Task to carry out =>
Exactly as written, return every line of the data below.

Task input =>
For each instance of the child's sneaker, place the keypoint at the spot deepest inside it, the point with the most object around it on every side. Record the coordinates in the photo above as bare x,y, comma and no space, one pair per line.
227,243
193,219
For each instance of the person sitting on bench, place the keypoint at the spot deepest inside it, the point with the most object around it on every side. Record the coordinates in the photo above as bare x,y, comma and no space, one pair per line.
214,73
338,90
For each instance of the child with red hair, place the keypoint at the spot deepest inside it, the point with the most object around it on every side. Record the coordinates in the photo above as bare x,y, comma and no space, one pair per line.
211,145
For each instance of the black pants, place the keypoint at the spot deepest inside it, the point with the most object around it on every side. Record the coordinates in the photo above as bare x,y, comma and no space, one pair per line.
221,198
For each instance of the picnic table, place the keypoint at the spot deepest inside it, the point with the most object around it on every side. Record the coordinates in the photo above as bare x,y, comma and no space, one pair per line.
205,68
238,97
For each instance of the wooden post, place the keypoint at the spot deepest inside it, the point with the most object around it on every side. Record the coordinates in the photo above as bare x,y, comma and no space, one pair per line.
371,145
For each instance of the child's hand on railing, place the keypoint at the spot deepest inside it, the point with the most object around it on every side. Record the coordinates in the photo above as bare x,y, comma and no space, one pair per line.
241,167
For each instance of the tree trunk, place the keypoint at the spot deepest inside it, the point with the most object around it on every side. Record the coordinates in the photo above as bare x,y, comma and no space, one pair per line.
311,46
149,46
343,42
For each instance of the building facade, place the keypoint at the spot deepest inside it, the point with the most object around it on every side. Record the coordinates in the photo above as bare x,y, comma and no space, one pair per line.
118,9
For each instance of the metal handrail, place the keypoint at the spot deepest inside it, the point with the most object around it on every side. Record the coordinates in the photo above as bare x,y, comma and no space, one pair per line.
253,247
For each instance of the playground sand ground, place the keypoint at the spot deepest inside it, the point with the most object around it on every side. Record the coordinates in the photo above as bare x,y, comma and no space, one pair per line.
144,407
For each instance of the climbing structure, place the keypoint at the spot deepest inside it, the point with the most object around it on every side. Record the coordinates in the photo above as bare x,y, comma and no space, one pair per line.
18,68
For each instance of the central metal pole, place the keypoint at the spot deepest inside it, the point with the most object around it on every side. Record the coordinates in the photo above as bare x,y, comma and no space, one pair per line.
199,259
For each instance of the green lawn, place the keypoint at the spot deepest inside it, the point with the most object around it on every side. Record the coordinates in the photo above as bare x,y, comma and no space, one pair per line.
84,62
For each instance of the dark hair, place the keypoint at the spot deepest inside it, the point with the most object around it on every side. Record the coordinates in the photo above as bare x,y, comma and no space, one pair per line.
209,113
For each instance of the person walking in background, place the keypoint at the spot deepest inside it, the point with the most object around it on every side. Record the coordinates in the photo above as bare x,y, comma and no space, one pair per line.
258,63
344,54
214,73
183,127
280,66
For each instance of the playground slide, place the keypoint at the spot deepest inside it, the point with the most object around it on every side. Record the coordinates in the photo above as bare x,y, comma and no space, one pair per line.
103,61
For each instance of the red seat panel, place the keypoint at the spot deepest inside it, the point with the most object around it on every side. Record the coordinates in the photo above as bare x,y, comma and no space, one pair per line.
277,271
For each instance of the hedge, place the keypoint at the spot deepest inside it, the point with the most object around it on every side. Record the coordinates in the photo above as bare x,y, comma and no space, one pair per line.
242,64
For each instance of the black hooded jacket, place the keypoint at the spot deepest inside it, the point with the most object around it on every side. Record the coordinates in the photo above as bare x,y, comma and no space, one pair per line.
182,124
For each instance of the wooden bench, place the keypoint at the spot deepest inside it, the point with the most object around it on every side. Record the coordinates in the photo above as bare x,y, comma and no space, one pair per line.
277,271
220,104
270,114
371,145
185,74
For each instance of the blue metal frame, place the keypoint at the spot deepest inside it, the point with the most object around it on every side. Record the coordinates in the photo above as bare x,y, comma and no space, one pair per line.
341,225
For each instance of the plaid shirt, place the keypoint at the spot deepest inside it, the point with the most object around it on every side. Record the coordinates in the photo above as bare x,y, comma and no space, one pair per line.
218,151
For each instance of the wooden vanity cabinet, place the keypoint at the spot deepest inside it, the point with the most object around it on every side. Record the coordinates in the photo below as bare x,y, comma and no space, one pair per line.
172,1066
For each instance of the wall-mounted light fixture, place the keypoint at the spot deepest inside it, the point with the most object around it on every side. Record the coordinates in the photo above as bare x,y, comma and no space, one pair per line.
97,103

Written solution =>
For each instance of the child's sneaker, place the keypoint at the spot deepest inside it, the point with the most object around it on every side. Record the coordinates in the photo above as bare x,y, comma and no space, one pair per line.
227,243
193,219
For each instance of the person sitting on bench, place the keypoint at the spot deepest inside it, the point with the most object around it on every side. Record the coordinates in the photo above as bare x,y, comma and no space, one pair per line.
214,73
338,90
For each instance of the child with red hair, place the keypoint at the spot deepest inside it, the point with the most object around it on every side. Record the coordinates in the photo above as bare x,y, comma and no space, one pair per line.
211,145
For each instance of the black pants, place the keypoint at the spot deepest inside it, the point with the most object around it on every side. Record the coordinates in the photo above as bare x,y, comma and no space, one pair per line.
221,198
For each instance of the picnic table, place the keypoint at the spot deepest inside it, the point with the most object around it on every side. Record the coordinates in the photo above as bare x,y, comma and no space, one pair per line.
205,68
238,97
For each instance of the wooden post, place the keypoint at the spot deepest inside it, the point with the most object around it on every side. Record the coordinates in the photo above as bare x,y, comma and no space, one pair per line.
371,145
For each instance of the child's hand on railing, place the keypoint at the spot deepest inside it, the point with the most object around it on every side. Record the coordinates in the photo above as bare x,y, comma and no space, one pair per line.
241,167
For each instance of the tree trunk, place the keypoint at the spot deepest inside it, the point with the most object around it on every side. Record the coordinates in the photo above as bare x,y, comma and no space, one pair per line.
311,46
149,46
343,42
For each instance of the building facade, place the keypoint at the spot deepest inside it, the point with the most object around it on every side. Record the coordinates in the photo above as bare x,y, comma and no space, one pair per line.
118,9
For each instance of the metal handrail, place the keypoint at the spot deepest inside it, the point with the most object around it on every side. Record the coordinates in the photo above as bare x,y, comma and no space, one pair per line.
253,247
For each instance of the playground sand ground, place the keypoint at the spot deepest inside it, the point with the most object around it on every side. Record the coordinates in the photo above as bare x,y, comma and no space, one pair per line.
144,407
For each instance of the climbing structure, place the keypoint at the spot deepest inside it, the point with the most object around it on every side. Record the coordinates in the photo above as bare x,y, comma and no space, one pair per line.
18,68
For each instance of the central metal pole, place the keypoint at the spot deepest inside it, the point with the most object around it on every side. Record the coordinates in the photo above as bare x,y, comma and no space, one pair per line.
199,259
For each instance of the green lawn, place the keypoint at the spot deepest inside it, the point with the most object around it on every side. Record the coordinates in the photo above as bare x,y, comma and no space, one pair per line.
84,62
For each instance of the dark hair, place the keypoint at the spot deepest inside it, the point with the most object around it on every side. Record the coordinates in the photo above as bare x,y, comma and no space, one pair per line.
209,113
For each instance of the person walking in background, place the keypoint at the spot deepest inside it, the point with the most object around it on every side. Record the coordinates in the photo above as bare x,y, comma and no space, one pair per line.
258,63
344,54
214,73
183,127
280,66
For each instance of the playground slide, place the keypoint at the spot deepest inside it, the point with the most object around it on every side. Record the coordinates in the photo above as bare x,y, comma and no space, one pair per line.
103,61
For each instance of the red seat panel, place the keypoint at the spot deepest inside it, the point with the most object around it on every side. Record the coordinates in the photo above as bare x,y, comma and no space, one pair per line.
277,271
For each instance of the hedge, place the keypoint at the spot deepest inside it, the point with the most object around it on every side. Record the coordinates in the photo above as bare x,y, comma and no space, one pair per line.
242,64
For each instance of the black hooded jacket, place the keypoint at the spot deepest inside it, the point with the most object around it on every side. Record the coordinates in the photo above as bare x,y, comma and no space, one pair per line.
182,124
For each instance of the wooden bench, place the keypoint at the spot deepest inside it, the point with the most object around it on every side. Record the coordinates in the photo above as bare x,y, comma and no space, one pair per line.
277,271
220,104
270,114
371,145
185,74
For each instance of the blue metal frame, place the keypoint at the spot deepest inside it, the point with the most object around it on every side. Record the coordinates in the photo above as bare x,y, comma and no space, one pair per line.
341,225
For each instance of the plaid shirt, place the keypoint at the spot deepest inside it, the point with the most object around it on every side. Record the coordinates in the photo above as bare x,y, comma and no space, one pair per line.
218,151
For each instance of the wooden vanity cabinet, place the keypoint at the spot deepest inside it, the point with the most object around it on every side. Record the coordinates in the photo below as bare x,y, comma and no space, one pair per line.
172,1066
For each instance of the wall-mounted light fixture, place the keypoint at the spot deepest inside it, the point with the most object around it on every side. Record the coordinates in the photo above as bare x,y, comma and no space, one pair per line.
97,103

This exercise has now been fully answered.